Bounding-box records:
<<<<
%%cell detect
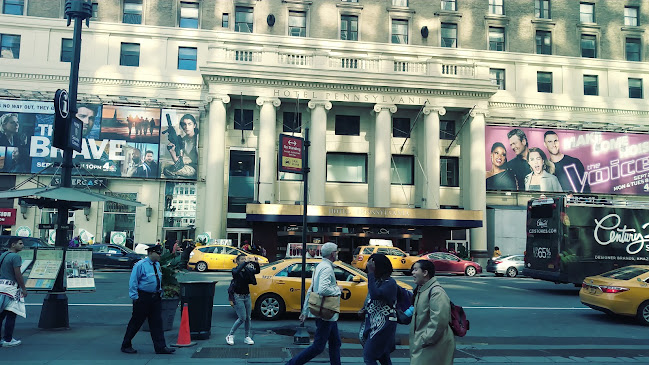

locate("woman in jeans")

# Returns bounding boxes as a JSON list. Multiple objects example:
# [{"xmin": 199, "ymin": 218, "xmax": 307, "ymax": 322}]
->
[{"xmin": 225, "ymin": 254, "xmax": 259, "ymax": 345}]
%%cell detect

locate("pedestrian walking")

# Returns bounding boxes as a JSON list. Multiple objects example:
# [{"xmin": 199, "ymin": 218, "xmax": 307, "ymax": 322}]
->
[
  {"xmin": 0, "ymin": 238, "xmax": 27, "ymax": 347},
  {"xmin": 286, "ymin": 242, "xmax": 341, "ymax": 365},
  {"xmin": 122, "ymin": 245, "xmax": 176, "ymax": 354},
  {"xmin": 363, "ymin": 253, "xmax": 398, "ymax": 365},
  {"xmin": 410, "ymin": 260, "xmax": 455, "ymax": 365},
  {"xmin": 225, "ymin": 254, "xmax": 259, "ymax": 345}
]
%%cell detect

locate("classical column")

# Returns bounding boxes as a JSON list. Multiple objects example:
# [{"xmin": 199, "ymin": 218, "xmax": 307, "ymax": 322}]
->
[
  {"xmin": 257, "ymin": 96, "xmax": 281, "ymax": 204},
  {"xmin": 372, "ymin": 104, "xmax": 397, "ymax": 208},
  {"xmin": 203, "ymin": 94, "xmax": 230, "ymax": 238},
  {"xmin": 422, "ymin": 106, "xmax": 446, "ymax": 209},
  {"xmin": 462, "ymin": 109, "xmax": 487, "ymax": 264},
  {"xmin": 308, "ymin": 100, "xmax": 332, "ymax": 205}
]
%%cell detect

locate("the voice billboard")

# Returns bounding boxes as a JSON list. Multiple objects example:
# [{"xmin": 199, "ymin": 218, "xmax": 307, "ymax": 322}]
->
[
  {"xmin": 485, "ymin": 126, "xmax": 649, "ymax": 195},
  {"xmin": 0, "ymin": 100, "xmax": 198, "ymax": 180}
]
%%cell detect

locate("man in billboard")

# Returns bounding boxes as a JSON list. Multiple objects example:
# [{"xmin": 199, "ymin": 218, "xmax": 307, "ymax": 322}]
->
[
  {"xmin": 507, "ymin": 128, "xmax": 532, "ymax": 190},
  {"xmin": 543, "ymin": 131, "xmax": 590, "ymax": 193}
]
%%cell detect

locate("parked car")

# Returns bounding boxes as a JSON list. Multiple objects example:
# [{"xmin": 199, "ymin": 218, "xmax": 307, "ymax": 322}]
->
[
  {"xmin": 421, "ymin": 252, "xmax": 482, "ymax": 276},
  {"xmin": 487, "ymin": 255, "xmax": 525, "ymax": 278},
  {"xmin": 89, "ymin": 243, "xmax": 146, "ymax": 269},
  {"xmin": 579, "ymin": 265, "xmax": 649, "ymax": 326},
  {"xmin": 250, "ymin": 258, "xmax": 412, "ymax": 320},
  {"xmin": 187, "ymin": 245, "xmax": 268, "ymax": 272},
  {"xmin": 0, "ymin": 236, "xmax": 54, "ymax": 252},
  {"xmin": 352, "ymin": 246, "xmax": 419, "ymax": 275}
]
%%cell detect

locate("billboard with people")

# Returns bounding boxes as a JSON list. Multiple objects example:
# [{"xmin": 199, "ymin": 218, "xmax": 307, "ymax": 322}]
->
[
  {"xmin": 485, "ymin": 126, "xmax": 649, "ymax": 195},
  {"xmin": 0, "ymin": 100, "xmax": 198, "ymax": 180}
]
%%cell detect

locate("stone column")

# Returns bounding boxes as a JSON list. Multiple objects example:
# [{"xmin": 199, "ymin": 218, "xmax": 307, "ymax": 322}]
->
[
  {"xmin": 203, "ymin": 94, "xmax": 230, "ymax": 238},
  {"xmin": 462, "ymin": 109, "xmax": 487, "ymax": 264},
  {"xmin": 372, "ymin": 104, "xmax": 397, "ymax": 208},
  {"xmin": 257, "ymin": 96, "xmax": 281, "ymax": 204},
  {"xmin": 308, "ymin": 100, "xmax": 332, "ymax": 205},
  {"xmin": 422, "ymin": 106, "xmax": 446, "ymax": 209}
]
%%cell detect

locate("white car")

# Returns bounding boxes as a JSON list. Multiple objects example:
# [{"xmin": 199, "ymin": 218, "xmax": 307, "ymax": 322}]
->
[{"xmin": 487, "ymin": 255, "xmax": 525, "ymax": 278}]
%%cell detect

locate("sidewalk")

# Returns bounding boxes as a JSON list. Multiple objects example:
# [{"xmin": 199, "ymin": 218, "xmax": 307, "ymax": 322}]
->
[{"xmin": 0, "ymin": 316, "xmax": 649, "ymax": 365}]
>>>>
<<<<
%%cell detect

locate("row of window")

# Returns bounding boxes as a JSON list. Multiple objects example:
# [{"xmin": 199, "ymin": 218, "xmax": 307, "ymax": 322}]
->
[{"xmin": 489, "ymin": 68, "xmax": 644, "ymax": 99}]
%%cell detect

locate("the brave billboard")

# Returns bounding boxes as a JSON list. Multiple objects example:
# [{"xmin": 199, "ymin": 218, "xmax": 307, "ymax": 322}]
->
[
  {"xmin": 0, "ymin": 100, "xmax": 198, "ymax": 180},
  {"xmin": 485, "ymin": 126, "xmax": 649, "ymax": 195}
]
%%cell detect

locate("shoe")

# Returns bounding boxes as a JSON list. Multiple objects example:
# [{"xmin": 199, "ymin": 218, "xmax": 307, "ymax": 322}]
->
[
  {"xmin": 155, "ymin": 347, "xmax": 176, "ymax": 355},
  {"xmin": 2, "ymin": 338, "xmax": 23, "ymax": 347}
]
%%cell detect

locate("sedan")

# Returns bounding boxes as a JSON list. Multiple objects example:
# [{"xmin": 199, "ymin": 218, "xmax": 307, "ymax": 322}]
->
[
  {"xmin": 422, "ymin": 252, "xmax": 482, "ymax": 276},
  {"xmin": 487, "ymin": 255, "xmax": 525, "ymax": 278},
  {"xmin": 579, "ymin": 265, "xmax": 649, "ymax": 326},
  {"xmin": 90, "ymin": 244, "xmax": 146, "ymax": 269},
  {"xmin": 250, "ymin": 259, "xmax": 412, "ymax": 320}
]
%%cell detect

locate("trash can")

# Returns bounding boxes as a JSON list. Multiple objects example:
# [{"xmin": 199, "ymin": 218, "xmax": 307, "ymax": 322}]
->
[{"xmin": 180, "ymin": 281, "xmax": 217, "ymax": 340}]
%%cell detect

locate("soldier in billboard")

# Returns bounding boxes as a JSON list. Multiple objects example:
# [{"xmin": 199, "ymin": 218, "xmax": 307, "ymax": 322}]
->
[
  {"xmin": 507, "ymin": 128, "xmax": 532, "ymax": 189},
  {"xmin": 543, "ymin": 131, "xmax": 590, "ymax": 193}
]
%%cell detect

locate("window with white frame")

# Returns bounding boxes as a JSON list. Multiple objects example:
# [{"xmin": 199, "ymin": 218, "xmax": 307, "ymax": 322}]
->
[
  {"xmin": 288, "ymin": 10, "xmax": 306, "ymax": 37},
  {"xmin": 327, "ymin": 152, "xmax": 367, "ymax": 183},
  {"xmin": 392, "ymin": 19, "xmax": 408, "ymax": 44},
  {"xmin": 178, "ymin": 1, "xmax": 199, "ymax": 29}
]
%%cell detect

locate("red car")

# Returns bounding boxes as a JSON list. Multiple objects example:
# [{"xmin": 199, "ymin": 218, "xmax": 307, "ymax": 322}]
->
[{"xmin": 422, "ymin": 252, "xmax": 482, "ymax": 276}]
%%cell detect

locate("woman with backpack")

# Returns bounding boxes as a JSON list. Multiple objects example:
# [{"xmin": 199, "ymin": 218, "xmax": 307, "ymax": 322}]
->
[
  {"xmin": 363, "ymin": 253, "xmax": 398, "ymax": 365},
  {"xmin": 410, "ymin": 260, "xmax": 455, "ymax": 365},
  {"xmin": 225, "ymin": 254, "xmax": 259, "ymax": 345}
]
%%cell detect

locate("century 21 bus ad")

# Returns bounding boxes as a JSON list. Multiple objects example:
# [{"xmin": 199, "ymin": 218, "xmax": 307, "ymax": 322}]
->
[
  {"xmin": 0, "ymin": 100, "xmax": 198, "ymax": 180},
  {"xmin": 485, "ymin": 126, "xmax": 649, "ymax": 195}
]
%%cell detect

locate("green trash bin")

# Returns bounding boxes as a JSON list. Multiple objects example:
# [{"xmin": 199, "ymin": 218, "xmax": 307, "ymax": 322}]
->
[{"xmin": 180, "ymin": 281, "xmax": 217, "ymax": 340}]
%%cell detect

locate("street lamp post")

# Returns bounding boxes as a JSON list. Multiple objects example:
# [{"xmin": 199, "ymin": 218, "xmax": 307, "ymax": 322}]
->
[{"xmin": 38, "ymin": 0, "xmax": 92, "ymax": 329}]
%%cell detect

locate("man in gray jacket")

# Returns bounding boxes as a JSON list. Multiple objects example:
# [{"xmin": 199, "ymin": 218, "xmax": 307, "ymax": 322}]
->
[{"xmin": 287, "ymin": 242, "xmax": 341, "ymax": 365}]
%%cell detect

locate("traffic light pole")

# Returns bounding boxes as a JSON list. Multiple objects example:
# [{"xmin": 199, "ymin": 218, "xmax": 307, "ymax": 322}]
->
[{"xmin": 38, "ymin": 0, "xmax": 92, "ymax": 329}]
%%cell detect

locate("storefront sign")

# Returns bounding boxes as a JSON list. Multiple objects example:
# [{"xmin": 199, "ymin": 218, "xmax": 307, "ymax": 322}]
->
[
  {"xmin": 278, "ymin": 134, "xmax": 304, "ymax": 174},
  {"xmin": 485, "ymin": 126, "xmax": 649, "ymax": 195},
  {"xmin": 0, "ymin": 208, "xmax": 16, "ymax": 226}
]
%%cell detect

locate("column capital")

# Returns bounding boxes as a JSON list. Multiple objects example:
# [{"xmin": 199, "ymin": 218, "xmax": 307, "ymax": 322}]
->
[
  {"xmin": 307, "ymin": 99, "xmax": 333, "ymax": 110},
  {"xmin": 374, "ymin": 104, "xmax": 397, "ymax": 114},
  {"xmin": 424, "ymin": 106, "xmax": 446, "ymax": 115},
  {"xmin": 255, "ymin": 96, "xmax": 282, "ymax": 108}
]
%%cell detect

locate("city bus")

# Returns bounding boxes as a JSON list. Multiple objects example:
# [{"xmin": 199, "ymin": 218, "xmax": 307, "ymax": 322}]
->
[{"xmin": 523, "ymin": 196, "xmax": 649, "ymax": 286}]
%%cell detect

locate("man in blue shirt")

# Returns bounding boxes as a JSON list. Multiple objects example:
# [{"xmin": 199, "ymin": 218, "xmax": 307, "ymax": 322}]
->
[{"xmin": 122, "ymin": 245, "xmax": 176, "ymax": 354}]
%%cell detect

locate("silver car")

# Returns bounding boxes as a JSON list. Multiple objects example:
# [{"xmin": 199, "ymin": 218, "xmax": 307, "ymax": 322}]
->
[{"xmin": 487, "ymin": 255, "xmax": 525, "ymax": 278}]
>>>>
<<<<
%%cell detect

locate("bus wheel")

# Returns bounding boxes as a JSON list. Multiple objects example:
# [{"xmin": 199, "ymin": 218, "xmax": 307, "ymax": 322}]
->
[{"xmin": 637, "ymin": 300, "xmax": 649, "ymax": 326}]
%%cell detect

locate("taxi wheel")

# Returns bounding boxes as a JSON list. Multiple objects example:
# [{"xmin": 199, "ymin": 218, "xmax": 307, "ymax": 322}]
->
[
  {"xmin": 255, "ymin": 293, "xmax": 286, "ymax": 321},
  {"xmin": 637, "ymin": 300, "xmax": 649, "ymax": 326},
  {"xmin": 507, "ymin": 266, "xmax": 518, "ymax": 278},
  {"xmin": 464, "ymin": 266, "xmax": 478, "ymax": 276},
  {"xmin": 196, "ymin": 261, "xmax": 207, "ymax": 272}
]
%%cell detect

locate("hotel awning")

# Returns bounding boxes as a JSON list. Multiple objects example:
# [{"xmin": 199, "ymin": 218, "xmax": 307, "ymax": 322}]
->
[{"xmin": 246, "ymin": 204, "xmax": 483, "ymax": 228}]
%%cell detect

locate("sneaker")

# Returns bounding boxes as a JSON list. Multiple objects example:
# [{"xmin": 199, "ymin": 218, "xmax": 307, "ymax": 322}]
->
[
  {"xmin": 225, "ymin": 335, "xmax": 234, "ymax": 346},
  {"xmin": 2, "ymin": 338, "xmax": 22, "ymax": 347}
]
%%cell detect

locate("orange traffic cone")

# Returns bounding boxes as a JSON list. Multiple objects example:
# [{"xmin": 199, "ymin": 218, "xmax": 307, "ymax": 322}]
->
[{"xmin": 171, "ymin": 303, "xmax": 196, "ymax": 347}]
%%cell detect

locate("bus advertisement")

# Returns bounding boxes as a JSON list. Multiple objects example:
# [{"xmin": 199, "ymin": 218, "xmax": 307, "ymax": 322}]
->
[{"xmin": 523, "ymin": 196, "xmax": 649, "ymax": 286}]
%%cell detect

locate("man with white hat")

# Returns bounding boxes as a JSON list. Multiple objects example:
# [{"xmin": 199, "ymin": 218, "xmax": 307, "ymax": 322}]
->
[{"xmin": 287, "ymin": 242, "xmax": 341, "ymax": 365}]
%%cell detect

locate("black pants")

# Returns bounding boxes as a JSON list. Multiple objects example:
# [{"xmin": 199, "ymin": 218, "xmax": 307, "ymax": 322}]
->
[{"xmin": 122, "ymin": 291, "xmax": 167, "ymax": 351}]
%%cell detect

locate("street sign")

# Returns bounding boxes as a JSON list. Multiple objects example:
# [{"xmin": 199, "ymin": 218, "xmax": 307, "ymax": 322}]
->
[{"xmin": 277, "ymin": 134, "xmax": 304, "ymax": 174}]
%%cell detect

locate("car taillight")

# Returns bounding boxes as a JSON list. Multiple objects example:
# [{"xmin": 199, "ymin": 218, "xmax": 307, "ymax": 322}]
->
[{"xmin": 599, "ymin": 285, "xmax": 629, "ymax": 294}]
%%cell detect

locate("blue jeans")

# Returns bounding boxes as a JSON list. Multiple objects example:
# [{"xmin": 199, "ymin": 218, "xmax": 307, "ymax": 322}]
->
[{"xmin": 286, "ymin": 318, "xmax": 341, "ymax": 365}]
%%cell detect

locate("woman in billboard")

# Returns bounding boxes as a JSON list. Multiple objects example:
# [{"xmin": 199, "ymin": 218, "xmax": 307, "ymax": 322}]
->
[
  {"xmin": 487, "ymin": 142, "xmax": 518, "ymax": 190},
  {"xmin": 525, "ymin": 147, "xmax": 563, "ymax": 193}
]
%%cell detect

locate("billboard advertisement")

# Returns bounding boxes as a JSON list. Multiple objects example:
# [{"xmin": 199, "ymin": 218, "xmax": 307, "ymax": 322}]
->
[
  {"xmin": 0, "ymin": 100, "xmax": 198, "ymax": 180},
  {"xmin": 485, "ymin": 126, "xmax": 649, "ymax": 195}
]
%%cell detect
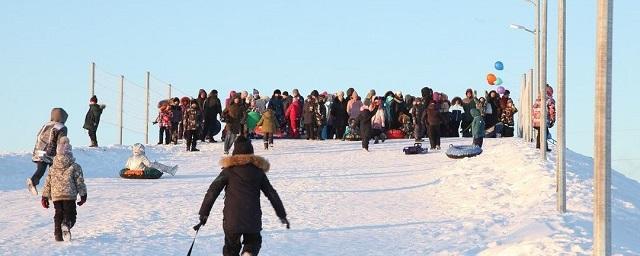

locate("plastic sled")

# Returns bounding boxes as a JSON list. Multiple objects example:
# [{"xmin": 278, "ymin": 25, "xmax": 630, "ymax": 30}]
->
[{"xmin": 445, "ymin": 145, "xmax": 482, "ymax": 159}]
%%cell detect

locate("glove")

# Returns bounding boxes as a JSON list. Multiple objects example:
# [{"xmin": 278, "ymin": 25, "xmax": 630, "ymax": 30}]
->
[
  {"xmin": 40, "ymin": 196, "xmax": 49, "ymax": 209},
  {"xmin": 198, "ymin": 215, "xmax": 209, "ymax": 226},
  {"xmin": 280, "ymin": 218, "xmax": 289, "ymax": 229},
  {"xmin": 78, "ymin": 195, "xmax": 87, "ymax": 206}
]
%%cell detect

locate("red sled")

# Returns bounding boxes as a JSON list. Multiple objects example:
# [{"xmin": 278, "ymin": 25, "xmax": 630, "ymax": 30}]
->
>>>>
Stated problem
Pull out every line in the items above that contains the word "white".

Response to the exercise
locate("white car")
locate("window with white frame")
locate("man with white hat")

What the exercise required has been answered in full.